In the records below, find the line containing "of the thick", then extract that line and all subsequent lines exactly, leaving out everything else.

--- RECORDS FOR PROCESSING ---
--------
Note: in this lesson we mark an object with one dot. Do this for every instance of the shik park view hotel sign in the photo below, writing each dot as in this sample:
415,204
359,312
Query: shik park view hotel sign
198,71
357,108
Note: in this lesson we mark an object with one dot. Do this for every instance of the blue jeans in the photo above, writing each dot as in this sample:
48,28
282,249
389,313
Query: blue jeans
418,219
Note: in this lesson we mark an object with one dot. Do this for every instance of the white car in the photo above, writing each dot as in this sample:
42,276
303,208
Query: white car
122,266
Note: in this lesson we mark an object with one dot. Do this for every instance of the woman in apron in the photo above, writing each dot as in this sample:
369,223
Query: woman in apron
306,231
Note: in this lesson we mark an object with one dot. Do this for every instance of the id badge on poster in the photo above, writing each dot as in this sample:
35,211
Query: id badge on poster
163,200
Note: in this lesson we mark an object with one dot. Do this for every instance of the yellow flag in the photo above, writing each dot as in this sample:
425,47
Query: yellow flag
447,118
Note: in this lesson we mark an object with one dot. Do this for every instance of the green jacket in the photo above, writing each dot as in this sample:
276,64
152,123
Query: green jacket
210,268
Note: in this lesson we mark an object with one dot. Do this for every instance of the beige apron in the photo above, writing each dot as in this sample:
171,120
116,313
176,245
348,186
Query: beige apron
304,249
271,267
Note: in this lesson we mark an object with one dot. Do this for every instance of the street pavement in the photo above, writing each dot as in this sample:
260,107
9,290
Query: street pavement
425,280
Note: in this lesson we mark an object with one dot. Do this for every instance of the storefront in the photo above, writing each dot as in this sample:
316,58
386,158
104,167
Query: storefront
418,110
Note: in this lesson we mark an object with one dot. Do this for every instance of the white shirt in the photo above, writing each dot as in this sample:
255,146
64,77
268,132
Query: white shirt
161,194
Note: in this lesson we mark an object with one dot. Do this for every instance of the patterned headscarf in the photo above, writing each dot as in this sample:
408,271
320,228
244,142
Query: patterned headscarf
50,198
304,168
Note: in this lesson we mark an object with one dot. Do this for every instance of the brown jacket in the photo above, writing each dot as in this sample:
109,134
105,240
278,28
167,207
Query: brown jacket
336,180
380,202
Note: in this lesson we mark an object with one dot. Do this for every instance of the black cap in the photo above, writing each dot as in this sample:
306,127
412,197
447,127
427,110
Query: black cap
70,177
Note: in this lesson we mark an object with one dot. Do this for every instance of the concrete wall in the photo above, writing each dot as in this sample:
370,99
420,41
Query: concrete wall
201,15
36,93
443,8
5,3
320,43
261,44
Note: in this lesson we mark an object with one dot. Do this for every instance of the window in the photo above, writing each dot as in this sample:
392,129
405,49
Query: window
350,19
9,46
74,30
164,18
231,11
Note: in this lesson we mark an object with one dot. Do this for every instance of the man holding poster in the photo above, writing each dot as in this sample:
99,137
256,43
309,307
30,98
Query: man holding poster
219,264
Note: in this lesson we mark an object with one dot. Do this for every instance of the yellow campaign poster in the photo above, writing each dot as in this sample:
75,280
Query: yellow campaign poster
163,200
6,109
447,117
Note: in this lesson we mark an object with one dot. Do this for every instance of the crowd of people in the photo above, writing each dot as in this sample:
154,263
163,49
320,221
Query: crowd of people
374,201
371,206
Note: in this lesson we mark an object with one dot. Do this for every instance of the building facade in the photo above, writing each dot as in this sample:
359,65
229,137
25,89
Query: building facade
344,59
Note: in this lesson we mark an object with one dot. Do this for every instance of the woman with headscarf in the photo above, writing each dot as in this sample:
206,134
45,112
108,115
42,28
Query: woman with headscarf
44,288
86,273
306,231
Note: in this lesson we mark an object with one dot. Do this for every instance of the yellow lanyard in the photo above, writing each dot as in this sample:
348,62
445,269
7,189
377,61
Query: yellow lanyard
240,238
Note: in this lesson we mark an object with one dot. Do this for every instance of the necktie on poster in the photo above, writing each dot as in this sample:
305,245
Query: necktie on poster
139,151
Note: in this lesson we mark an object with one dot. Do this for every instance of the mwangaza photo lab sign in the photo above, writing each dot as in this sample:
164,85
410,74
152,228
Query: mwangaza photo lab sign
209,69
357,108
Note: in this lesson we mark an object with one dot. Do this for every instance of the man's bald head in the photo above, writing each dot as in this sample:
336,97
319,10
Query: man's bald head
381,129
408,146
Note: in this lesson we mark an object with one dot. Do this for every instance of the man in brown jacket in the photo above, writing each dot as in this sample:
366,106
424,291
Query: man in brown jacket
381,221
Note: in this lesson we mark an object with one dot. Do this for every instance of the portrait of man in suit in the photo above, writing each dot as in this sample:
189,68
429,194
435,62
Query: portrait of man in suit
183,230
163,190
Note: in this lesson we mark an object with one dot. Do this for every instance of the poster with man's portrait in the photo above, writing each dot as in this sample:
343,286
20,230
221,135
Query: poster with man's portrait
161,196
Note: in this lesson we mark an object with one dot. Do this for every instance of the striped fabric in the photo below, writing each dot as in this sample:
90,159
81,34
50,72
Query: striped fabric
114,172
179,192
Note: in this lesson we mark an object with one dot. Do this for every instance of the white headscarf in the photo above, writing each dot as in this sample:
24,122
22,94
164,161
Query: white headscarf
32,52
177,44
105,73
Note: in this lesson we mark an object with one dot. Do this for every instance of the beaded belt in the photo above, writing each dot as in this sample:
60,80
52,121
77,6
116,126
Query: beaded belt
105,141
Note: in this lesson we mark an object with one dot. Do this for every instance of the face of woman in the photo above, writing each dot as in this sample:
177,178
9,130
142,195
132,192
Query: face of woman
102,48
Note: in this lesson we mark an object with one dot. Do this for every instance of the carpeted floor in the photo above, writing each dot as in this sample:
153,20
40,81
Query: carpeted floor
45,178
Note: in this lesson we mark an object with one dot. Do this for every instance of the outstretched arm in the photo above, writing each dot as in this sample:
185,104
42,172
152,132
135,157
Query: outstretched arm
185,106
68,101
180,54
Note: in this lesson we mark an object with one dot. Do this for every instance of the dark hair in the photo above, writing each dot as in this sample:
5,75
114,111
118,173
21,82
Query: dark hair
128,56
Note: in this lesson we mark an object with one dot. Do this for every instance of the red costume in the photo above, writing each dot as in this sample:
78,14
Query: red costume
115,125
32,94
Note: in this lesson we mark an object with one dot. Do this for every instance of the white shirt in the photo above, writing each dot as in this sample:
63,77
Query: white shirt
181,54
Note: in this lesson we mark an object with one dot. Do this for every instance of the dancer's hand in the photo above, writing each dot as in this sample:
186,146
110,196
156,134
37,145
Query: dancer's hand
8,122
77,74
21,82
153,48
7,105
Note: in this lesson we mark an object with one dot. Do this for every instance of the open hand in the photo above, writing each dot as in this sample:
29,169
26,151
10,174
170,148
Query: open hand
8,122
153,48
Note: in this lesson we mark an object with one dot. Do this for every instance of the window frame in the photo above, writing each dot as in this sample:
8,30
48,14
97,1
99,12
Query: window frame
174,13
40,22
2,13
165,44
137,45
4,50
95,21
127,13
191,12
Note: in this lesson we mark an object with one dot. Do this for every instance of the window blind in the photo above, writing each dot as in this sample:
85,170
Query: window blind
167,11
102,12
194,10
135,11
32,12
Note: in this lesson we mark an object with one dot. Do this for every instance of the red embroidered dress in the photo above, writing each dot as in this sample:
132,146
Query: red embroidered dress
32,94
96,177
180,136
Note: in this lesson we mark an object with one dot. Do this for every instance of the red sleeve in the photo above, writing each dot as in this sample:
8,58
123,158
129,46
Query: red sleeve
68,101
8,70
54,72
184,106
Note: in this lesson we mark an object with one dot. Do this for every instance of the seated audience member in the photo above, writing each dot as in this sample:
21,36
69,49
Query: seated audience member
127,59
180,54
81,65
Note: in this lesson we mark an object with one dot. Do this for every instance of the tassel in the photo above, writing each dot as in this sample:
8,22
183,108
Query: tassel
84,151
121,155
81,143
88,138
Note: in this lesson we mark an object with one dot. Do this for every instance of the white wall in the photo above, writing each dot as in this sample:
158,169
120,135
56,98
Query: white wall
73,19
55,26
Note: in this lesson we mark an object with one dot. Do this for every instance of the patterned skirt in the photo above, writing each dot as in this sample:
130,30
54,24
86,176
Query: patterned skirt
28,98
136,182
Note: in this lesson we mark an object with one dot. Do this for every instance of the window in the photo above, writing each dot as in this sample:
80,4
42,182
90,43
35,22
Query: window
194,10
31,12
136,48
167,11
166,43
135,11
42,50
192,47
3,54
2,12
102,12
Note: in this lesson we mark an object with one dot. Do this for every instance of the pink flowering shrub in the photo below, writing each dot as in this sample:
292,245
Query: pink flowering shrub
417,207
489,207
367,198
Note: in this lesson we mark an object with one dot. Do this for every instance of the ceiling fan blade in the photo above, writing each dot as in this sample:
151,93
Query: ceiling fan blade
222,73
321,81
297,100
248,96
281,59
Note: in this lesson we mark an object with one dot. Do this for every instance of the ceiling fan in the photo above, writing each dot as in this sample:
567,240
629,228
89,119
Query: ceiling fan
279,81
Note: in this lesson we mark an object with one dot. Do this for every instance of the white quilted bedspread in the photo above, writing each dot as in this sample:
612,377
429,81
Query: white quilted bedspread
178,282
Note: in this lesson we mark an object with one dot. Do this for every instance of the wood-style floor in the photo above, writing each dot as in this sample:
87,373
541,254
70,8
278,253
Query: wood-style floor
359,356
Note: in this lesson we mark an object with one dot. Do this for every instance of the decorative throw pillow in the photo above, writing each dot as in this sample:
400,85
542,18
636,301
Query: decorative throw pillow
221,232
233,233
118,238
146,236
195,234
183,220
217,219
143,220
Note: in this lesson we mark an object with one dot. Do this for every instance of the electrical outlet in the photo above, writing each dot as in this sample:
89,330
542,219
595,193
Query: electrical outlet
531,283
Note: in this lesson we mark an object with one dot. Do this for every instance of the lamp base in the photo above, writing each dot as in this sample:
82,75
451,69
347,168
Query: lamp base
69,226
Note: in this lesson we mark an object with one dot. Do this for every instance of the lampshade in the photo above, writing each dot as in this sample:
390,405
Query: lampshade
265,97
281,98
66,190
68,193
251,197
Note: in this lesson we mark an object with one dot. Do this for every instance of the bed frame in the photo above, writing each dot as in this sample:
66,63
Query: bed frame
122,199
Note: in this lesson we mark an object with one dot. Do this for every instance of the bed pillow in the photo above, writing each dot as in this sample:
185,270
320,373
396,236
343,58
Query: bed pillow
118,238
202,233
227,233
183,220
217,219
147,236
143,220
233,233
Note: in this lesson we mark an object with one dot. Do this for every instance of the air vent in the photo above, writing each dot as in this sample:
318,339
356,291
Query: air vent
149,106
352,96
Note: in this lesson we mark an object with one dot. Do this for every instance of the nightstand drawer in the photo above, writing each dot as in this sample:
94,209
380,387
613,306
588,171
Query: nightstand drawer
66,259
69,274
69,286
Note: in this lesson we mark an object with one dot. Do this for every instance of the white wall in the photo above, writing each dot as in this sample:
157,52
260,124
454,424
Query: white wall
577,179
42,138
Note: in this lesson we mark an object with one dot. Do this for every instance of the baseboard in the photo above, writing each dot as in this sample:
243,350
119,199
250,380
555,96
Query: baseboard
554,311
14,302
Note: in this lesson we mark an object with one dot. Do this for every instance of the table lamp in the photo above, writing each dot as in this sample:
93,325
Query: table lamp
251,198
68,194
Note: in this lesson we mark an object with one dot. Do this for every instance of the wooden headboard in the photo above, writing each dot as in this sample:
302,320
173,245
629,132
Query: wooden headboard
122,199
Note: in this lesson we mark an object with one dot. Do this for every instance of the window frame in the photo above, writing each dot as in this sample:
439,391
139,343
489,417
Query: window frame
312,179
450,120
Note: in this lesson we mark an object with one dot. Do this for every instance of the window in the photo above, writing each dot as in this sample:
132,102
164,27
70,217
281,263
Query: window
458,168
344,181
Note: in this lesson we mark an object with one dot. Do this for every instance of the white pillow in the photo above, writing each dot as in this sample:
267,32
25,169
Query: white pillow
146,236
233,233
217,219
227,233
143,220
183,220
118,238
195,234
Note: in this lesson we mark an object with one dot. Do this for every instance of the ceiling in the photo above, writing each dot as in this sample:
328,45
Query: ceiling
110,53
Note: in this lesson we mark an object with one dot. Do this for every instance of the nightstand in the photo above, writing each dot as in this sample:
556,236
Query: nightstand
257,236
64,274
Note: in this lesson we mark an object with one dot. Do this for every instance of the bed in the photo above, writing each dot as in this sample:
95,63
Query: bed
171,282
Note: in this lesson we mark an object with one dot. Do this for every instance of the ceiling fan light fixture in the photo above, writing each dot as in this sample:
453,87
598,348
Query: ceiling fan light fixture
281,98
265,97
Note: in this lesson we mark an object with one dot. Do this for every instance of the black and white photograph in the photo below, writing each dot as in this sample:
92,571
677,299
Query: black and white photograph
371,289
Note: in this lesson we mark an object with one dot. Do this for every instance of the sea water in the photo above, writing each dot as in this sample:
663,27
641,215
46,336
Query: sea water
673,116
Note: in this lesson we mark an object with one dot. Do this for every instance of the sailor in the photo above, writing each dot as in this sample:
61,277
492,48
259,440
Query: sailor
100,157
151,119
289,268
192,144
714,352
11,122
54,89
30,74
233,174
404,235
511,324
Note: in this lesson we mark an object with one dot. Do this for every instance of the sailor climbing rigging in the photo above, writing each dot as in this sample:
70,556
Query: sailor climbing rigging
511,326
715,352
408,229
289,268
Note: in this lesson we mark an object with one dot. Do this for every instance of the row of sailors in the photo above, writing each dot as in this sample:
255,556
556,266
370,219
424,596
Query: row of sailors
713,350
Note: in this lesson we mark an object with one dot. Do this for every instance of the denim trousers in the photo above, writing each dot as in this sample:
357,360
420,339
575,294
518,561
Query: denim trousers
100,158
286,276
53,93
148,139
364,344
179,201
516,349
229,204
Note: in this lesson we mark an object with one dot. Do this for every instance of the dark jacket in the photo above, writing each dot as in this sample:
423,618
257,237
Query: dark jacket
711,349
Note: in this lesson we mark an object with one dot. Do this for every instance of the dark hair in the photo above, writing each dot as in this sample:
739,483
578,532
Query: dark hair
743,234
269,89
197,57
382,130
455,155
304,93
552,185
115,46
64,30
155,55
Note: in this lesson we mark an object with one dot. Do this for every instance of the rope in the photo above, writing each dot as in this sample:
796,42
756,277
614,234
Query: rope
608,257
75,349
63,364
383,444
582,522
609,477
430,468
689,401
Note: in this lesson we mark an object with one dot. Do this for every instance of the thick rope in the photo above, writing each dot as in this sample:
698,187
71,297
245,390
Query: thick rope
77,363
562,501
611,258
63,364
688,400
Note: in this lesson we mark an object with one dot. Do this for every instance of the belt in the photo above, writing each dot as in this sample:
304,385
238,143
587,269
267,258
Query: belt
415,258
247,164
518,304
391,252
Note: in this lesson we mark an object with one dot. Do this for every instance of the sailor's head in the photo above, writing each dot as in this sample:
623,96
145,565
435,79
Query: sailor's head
--------
--- RESPONSE BELOW ---
Note: in this lesson we mark an object with one dot. Do this for every instance of the thick rope in the photo above, writing each dot as in this sample:
698,187
71,297
245,390
Query: thick rope
77,363
562,501
611,258
63,364
688,400
Note: in this lesson we mark an object with one dot. Do this for every instance of the belt in the photo above, writing each dot as in this sample:
304,385
238,143
587,269
267,258
Query: belt
415,258
247,164
518,304
391,252
Note: in this lesson we mark an object with one dot. Do this for every instance of the sailor's head in the photo above, writing each dot as in this sample:
623,96
145,565
435,79
Query: sailor's head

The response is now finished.